### What you need to do
Rewrite all of the records below so that every "drill" becomes "exercise" and nothing else changes. Leave the pictures out of your answer.

[Image location labeling records]
========================================

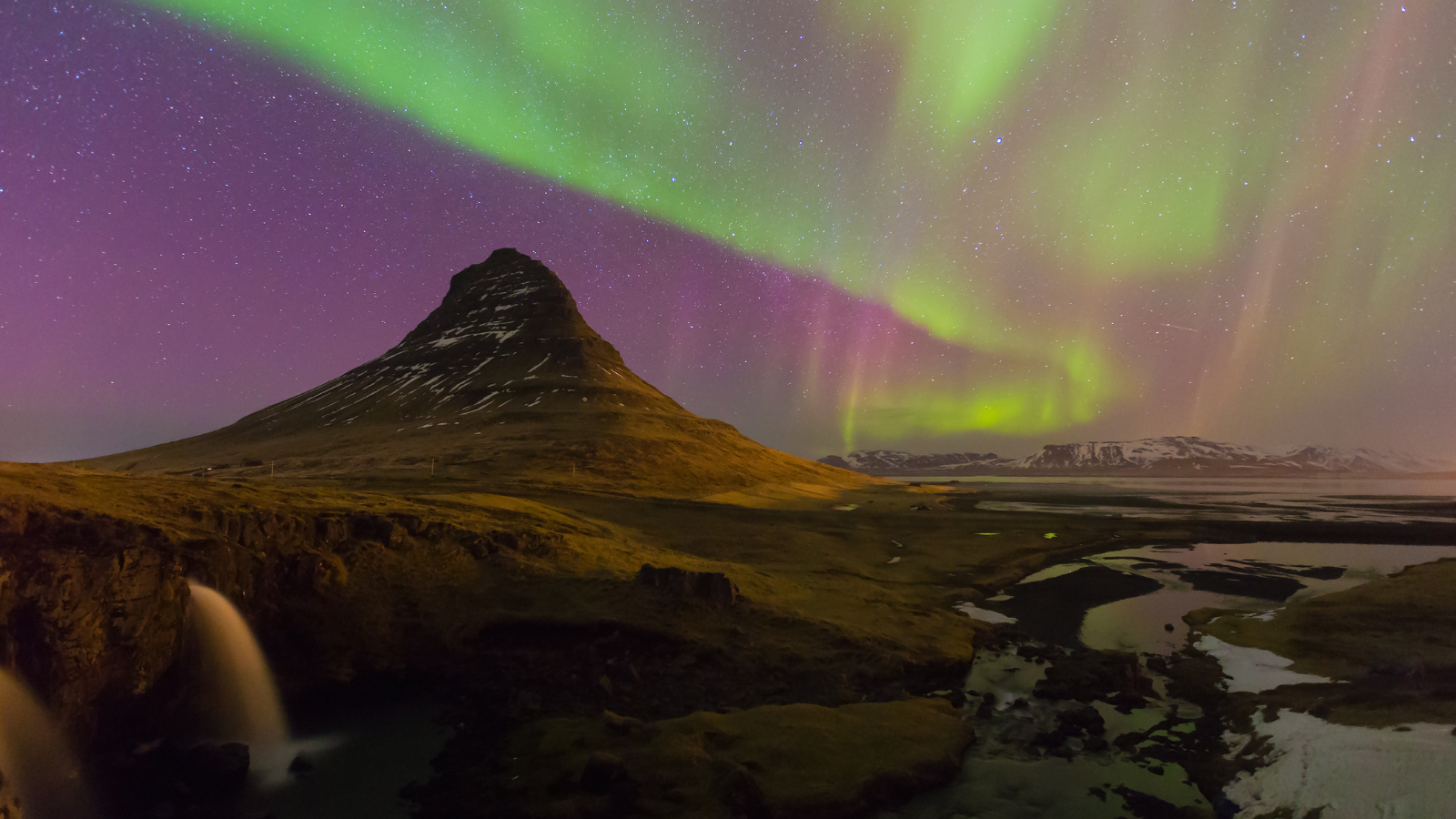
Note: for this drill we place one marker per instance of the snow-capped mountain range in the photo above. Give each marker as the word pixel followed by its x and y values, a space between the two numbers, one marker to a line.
pixel 1164 455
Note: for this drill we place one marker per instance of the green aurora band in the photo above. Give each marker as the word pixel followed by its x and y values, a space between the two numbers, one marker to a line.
pixel 1016 177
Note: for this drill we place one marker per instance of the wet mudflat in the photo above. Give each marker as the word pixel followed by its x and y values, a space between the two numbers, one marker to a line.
pixel 1193 726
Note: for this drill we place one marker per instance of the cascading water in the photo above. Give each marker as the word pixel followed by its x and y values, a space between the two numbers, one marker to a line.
pixel 244 698
pixel 35 758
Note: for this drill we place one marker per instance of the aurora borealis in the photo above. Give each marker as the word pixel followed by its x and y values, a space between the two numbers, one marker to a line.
pixel 973 225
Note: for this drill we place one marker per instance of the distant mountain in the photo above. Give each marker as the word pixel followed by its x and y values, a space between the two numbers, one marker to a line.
pixel 892 460
pixel 504 382
pixel 1174 455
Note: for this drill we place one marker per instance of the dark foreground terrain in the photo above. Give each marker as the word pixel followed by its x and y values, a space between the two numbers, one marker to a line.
pixel 772 651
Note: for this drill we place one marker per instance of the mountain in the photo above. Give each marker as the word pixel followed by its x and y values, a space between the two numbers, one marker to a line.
pixel 893 460
pixel 504 382
pixel 1169 455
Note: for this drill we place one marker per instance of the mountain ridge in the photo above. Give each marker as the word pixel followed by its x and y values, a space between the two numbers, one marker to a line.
pixel 1155 457
pixel 502 382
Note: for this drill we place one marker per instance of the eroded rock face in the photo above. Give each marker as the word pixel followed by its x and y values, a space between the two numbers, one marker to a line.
pixel 94 610
pixel 710 586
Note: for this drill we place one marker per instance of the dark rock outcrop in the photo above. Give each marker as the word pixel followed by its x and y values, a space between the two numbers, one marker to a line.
pixel 710 586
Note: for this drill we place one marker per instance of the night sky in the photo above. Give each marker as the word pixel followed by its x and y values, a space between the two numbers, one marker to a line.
pixel 938 225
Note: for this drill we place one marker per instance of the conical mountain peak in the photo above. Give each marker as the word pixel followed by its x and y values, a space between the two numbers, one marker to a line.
pixel 502 382
pixel 507 339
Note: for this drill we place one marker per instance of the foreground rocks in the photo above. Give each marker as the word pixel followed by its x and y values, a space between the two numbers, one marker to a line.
pixel 801 761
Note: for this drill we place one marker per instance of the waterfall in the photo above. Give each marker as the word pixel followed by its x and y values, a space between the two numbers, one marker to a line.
pixel 244 697
pixel 35 758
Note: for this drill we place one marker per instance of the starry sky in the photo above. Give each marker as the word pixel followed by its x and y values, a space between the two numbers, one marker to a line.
pixel 932 225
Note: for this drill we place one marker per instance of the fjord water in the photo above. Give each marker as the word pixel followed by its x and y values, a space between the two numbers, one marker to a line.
pixel 240 688
pixel 35 758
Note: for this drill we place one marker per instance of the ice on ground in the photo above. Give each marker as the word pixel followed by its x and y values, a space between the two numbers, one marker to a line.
pixel 1252 669
pixel 1350 771
pixel 985 615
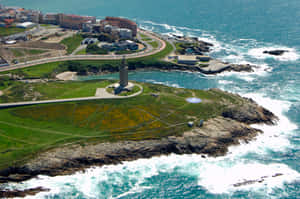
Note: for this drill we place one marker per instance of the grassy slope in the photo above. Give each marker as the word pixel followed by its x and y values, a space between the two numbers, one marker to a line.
pixel 17 91
pixel 72 42
pixel 154 44
pixel 25 131
pixel 9 31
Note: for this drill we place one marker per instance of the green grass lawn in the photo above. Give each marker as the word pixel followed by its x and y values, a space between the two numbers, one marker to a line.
pixel 9 31
pixel 18 52
pixel 27 131
pixel 17 91
pixel 72 42
pixel 143 35
pixel 81 52
pixel 154 44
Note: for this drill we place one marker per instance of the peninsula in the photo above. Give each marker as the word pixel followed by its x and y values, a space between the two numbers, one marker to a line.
pixel 56 42
pixel 54 127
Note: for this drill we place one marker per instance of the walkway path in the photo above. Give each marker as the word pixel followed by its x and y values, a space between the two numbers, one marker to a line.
pixel 90 57
pixel 100 94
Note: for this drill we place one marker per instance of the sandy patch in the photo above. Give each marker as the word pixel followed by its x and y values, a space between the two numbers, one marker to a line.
pixel 66 76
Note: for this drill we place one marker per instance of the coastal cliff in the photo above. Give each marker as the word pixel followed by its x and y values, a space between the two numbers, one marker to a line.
pixel 212 139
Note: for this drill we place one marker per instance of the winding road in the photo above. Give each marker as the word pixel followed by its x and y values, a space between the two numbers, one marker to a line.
pixel 149 51
pixel 102 94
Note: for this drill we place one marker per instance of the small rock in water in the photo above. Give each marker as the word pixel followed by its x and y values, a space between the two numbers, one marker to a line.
pixel 275 52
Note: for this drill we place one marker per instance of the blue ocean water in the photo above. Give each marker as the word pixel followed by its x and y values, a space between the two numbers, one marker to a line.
pixel 240 30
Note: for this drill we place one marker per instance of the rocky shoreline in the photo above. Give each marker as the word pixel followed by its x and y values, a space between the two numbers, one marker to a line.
pixel 212 139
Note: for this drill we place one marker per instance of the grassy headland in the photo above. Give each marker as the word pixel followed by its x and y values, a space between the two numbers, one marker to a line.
pixel 27 131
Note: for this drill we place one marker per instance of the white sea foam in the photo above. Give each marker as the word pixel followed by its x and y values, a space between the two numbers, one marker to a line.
pixel 218 175
pixel 291 55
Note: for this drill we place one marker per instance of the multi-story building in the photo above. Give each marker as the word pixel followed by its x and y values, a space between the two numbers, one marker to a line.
pixel 74 21
pixel 120 23
pixel 50 18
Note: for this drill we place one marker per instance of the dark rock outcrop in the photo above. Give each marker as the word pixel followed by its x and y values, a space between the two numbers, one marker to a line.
pixel 213 139
pixel 20 193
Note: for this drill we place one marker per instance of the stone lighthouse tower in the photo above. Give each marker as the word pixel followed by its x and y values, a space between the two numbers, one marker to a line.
pixel 123 74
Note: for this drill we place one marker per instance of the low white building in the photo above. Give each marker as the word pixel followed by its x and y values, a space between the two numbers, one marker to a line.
pixel 187 59
pixel 125 33
pixel 25 25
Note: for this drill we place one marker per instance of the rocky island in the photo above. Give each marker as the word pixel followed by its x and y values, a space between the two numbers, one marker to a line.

========================================

### Response to this exercise
Note: for this exercise we place one marker per instance of the snow-capped mountain range in the photo above. Give each marker as the word pixel followed by its x and y values, a space between the two numbers, one marker to a line.
pixel 1164 455
Note: for this exercise we place one marker per instance of the green aurora band in the photo above. Give each marker as the word pixel followed by its x and y values, a space between the two numbers, one marker to a line.
pixel 1016 177
Note: for this exercise we place one marker per instance of the wet mudflat in the photo above. Give each marker as the word pixel followed by its x and y values, a space between the two numbers, one marker to a line.
pixel 1193 726
Note: for this exercise we place one marker per instance of the cascading water in the photo above. Give each marker as the word pixel followed by its x and y values, a space between the two numbers, one marker to a line.
pixel 244 698
pixel 35 758
Note: for this exercise we place one marker per instance of the aurora borealis in the photo above. Give each marker as the word pixel followed by its x and y values, a space between the two numbers, one marker to a line.
pixel 973 225
Note: for this exercise we place one marker per instance of the distant mountain in the photo above. Give each marker as the word pixel followed by its x and y values, a space between the two numbers, one marker to a line.
pixel 892 460
pixel 504 382
pixel 1174 455
Note: for this exercise we place one marker per instance of the dark foreground terrain in the photo above. Give each marker as the word pixel followed by its x and y values, a space between the two numbers, one marker to a line.
pixel 772 651
Note: for this exercise we place one marker per instance of the mountain in the photo above. Give each marker as the word pixel followed by its x and y values, a space between the two numbers, one marker to a line.
pixel 893 460
pixel 504 382
pixel 1169 455
Note: for this exercise we place one marker per instance of the mountain ridge in the photo above. Give each marker as the word pixel followed by its x and y values, a space between the two numbers, one marker to a line.
pixel 1155 457
pixel 502 382
Note: for this exercise we place one marker per instance of the eroded rock face in the photo above. Give each marker as the word pixel followed by its x and y values, a space between the two numbers, one marker to a line.
pixel 94 610
pixel 710 586
Note: for this exercise we place one marker per instance of the dark rock outcrop in the photo above. Give each marker as the word pixel followed by its x and y values, a space between the two numbers, one marker to a line.
pixel 710 586
Note: for this exercise we place one marker per instance of the night sky in the photo above. Give each marker as the word pixel followed by its x and y values, a space between the two numbers, one marker to a line.
pixel 938 225
Note: for this exercise we place one marker per instance of the conical mountain peak in the photo above. Give each marker as the word pixel followed by its x and y values, a space between the two numbers, one marker to a line.
pixel 502 382
pixel 507 339
Note: for this exercise we place one marker per instance of the foreground rocks in the photo above. Give each marker as the word pixel followed by its x and y values, a space between the two numbers, one marker to a line.
pixel 801 761
Note: for this exercise we place one marker per instance of the waterfall in the photo above. Give each marker as the word pixel followed by its x and y values, a space between the two numbers, one marker to a line.
pixel 244 697
pixel 35 758
Note: for this exercise we place one marker per instance of the starry sky in the photo above. Give each marker as the word pixel followed by its x and y values, a space between the two numbers, one marker to a line.
pixel 932 225
Note: for this exercise we place one marker per instance of the fjord water in the photo above. Give each marker as the word pixel followed by its x and y values, a space between the two numbers, one marker to a line.
pixel 240 688
pixel 35 758
Note: for this exercise we place one marker per instance of the ice on ground in the photo above. Give each marker as the word pixel followed by its x and y values, a space between the two numbers, one marker to a line.
pixel 1252 669
pixel 1350 771
pixel 985 615
Note: for this exercise we place one marker per instance of the grassy slope in the photo above. Give each marker as the word pixel followed by its x and y values, a space between the two numbers, one marker to a line.
pixel 17 91
pixel 72 42
pixel 154 44
pixel 25 131
pixel 9 31
Note: for this exercise we place one marker per instance of the green grass lawn in the photo above. Give each marker as the word pixel followed by its x and y values, a space between the two numbers, one marker to a line.
pixel 9 31
pixel 18 52
pixel 27 131
pixel 17 91
pixel 72 42
pixel 143 35
pixel 81 52
pixel 154 44
Note: for this exercise we place one marker per instance of the peninsula in the photo above. Give each marker as the word pixel followed by its x and y values, a space between the two numbers, one marker to a line.
pixel 56 42
pixel 54 127
Note: for this exercise we place one marker per instance of the walkway path in the photo above. Give each marker as the word pixel followed by its x and y values, a space between the two numbers, one marker to a line.
pixel 90 57
pixel 100 94
Note: for this exercise we place one marker per instance of the sandy patch in the photo above. Give each marker as the word pixel followed by its x and y values, a space between the two numbers, one marker to a line.
pixel 66 76
Note: for this exercise we place one marker per instance of the coastal cliff in the photo above. Give each marker as the word pixel followed by its x and y values, a space between the two numbers, one marker to a line.
pixel 212 139
Note: for this exercise we place one marker per instance of the winding road in the photo above. Give each marker as the word pixel followed by its x and y values, a space between the two numbers, one marker to a line.
pixel 149 51
pixel 102 94
Note: for this exercise we place one marker per instance of the small rock in water in the photo above. Give each marker as the word pixel followed by its x and y values, a space between the two numbers, one marker to a line.
pixel 275 52
Note: for this exercise we place one marker per instance of the blue ocean water in the photo above. Give each marker as the word pixel followed by its x and y values, a space between the two numbers, one marker to a line.
pixel 240 30
Note: for this exercise we place one marker per instance of the rocky shoreline in the photo above. Give each marker as the word pixel followed by its x and y values, a space between the two numbers, one marker to a line.
pixel 212 139
Note: for this exercise we place one marker per instance of the grassy headland in the photo above. Give each marker as the word pixel followed by its x and y values, a space between the two numbers, one marker to a line.
pixel 27 131
Note: for this exercise we place one marker per instance of the white sea foam in the photo above. Give each marker as the word pixel followed by its x and y values, a space between the two numbers, one marker to a line.
pixel 218 175
pixel 291 55
Note: for this exercise we place one marker per instance of the multi-story building in the photo above. Give each marker as the word pixel followed by its x and y values, a space between the two numbers, one marker to a line.
pixel 74 21
pixel 120 23
pixel 50 18
Note: for this exercise we place one marker per instance of the dark rock outcrop in the photo above. Give each marker as the word pixel followed by its x and y values, a space between the two numbers, one marker to a line.
pixel 213 139
pixel 20 193
Note: for this exercise we place one marker per instance of the stone lighthouse tower in the photo above. Give each marker as the word pixel followed by its x and y values, a space between the two numbers, one marker to a line.
pixel 123 74
Note: for this exercise we place one marker per instance of the low white building in the photo above. Give each marker as the word pixel followed by its x and y values, a space between the two numbers, one marker to a line.
pixel 187 59
pixel 125 33
pixel 25 25
Note: for this exercise we place one marker per instance of the rocky island in the photo above. Give each marker as the word pixel followed by its x and y values, a space between the two numbers, one marker to a line.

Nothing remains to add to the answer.